Enunciado do problema:
As afirmações 1, 2 e 3 a seguir concordam com o texto fornecido? Responda sim ou não a cada uma e cite literalmente as palavras do texto que decidem a questão.
1. Quem narra encontrou o contato do amigo por meio de uma pesquisa.
2. A menina que atendeu o telefone é filha de João Aragão.
3. A última conversa entre os dois amigos tinha acontecido em 1967.

Domingos Pascoal
Uma das melhores coisas que temos no mundo são os amigos. Há quem chegue a afirmar que, em certos casos, os amigos são melhores, até mesmo, do que os próprios irmãos. E justificam com argumentos fortíssimos. Dizem que os irmãos a gente não escolhe, nos são impostos pela conveniência de nascerem do mesmo pai e da mesma mãe. Enquanto os amigos nós os escolhemos.
É como dizem por aí, “um bom amigo vale ouro”. O reencontro com um amigo é sempre uma oportunidade muito gratificante. Rever um velho camarada de infância, depois de certo tempo, é como voltar ao passado e visitar aqueles locais de saudade, porque quase sempre se fala daquela fase da vida, das travessuras ou brincadeiras que se fazia quando quase sempre se falava, sobre os sonhos, sobre as pessoas, sobre as namoradas, amigos, familiares, vizinhos… Enfim, o reencontro nos transporta para aqueles desvãos de saudade. Ah, como éramos felizes e não sabíamos!
Há pouco passei por uma situação muito prazerosa, não chegou a ser um reencontro, pois este amigo está há mais de dois mil quilômetros de distância. Mas graças à tecnologia moderna, um dia desses deu saudade e, foi que me lembrei de que talvez conseguisse, através desta tecnologia, o número do seu telefone. Pesquisei e, surpreendentemente, apareceu tanto o seu contato e seu endereço completo. Fiquei tão alegre que, imediatamente, liguei. Foi uma belíssima surpresa para ele e para mim.
Atendeu uma Jovem:
– Aló?
– Por favor, moça, tudo bem?
– Num sou moça não, senhor, tenho só 8 anos. Mas está tudo bem!
– Por acaso esta é a casa de João?
– É Não, é a casa do senhor Aragão.
– Do João Aragão?
– É! Quem quer falar com ele?
– Diga-lhe que é Domingos Pascoal, um amigo de infância lá do Cantodoamaistempo.
– Quêêê? Cantodoamaistempo? O que é isso?
– É o local onde seu pai nasceu amiga!
– Né meu pai não, moço! É meu vô.
– Desculpe-me, você pode chamá-lo?
– Vô é um tal de Mingo Castro Alves, dum lugar de nome estranho.
– Aló?!
Reconheci a voz, mesmo depois de mais de cinquenta anos e nunca ter falado, antes, com ele por telefone.
No Cantodoamistempo, naquela época, nem sabíamos o que era um telefone. O que usávamos para brincar e conversar, eram dois cacos de cabaça que enfiávamos num cordão e, falávamos, um para o outro com aquele gogó de cuia no ouvido. O interessante é que escutávamos bem direitinho.
– Aló, amigo, tudo bem? É Domingos Pascoal, seu amigo de infância, lembra de mim?
Breve e longo silencio, parece que não reconheceu, de imediato, a minha voz. Ou, se reconheceu se emocionou e não conseguiu responder de imediato, demorou, pensei até que tinha desligado. Deu para perceber, que houve um impacto, um momento de muita emoção e surpresa. Também, não era para menos, a última vez que nos falamos foi quando ele viajou para o Rio de Janeiro em 1967, tínhamos, à época, 17 anos.

Listagem:

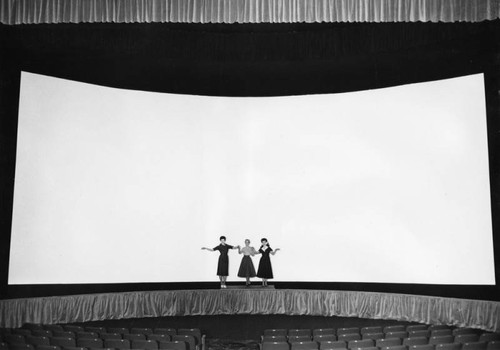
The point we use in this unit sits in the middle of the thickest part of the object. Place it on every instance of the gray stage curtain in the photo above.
(245, 11)
(83, 308)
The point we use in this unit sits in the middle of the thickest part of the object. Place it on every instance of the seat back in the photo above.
(442, 339)
(323, 331)
(299, 332)
(117, 343)
(466, 338)
(158, 337)
(381, 343)
(373, 329)
(141, 330)
(275, 346)
(324, 337)
(328, 345)
(356, 344)
(349, 336)
(65, 342)
(34, 340)
(348, 330)
(415, 341)
(299, 338)
(144, 344)
(90, 342)
(275, 332)
(307, 345)
(172, 345)
(189, 339)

Resposta do exercício:
1. Sim: "Pesquisei e, surpreendentemente, apareceu tanto o seu contato e seu endereço completo."
2. Não: "Né meu pai não, moço! É meu vô."
3. Sim: "a última vez que nos falamos foi quando ele viajou para o Rio de Janeiro em 1967"